WHAT THE TASK REQUIRES
Copy out all the entries below, swapping "innermost point" for "central point" wherever it occurs and leaving everything else unchanged. Omit the pictures.

AVAILABLE RECORDS
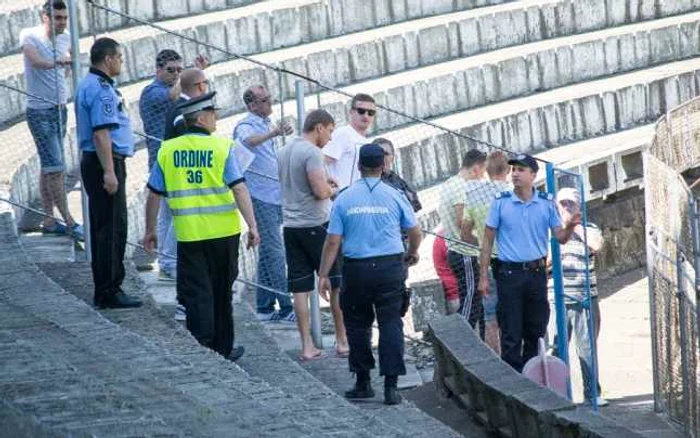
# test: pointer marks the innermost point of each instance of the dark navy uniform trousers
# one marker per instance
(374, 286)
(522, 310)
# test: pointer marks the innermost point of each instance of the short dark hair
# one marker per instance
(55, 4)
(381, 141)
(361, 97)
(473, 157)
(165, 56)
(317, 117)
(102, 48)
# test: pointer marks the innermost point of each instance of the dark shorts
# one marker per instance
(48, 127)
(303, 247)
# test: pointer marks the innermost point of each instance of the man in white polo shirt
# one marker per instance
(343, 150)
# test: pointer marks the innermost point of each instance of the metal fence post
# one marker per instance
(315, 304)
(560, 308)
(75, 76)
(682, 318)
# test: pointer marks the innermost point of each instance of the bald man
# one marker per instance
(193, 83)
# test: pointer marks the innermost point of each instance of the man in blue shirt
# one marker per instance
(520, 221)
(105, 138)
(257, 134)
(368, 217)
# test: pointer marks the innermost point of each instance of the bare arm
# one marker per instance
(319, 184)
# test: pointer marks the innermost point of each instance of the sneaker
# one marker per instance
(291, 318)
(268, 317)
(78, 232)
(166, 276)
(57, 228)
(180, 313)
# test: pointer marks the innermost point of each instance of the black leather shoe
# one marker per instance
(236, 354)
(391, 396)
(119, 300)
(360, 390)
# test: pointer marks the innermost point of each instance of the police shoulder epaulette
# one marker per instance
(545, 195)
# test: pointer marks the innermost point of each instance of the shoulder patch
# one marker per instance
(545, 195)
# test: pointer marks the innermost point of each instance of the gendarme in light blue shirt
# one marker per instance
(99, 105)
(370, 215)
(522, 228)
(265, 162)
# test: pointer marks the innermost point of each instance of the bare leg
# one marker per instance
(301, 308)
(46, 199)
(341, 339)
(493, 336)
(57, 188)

WRITTEN ANSWER
# test: pointer marks the central point of each instance of the dark navy uniform trousers
# one marker per instance
(374, 286)
(522, 310)
# test: pointer marks the central point of each instance of the short dark hair
# one marker per instance
(55, 4)
(381, 141)
(361, 97)
(473, 157)
(165, 56)
(317, 117)
(102, 48)
# test: pointer marks the central point of each instance of the dark shorts
# one marker per instance
(48, 127)
(303, 247)
# test: pointer marks the central point of each instance of the man in white polo shirt
# one marker per instance
(343, 150)
# test: pointer marks the central point of each instance of the metal fence post
# one marker per instance
(315, 304)
(560, 308)
(75, 76)
(682, 318)
# test: pointer marks the central point of each instance of the bald man
# one marker per instance
(193, 83)
# test: pointer marks the central point of each instance of the man in blue shirt
# one marker per instance
(520, 221)
(105, 138)
(257, 134)
(368, 217)
# test: pointer marks the central point of each instance of the bare arm
# one marker per instance
(319, 184)
# test: pointer marks the central point of each instance of the sneaker
# one marker per instance
(291, 318)
(268, 317)
(78, 232)
(166, 276)
(57, 228)
(180, 313)
# test: pointer marks the central point of each instance of the black leather shoe
# one marker per instance
(236, 354)
(391, 396)
(119, 300)
(360, 390)
# test: pointer marks the central point of each instance of the police shoulder epaulette
# one marker per instance
(545, 195)
# test: pointer marks the central point of each instance of the shoulder patch
# one marker per instance
(545, 195)
# test: pointer marks the central point of each instance of the gendarme in light blue shirt
# one marker per instance
(99, 105)
(370, 215)
(522, 228)
(265, 162)
# test: pointer marks the central point of each instance of the bare leg
# one marker per instance
(301, 308)
(46, 199)
(341, 339)
(493, 336)
(57, 188)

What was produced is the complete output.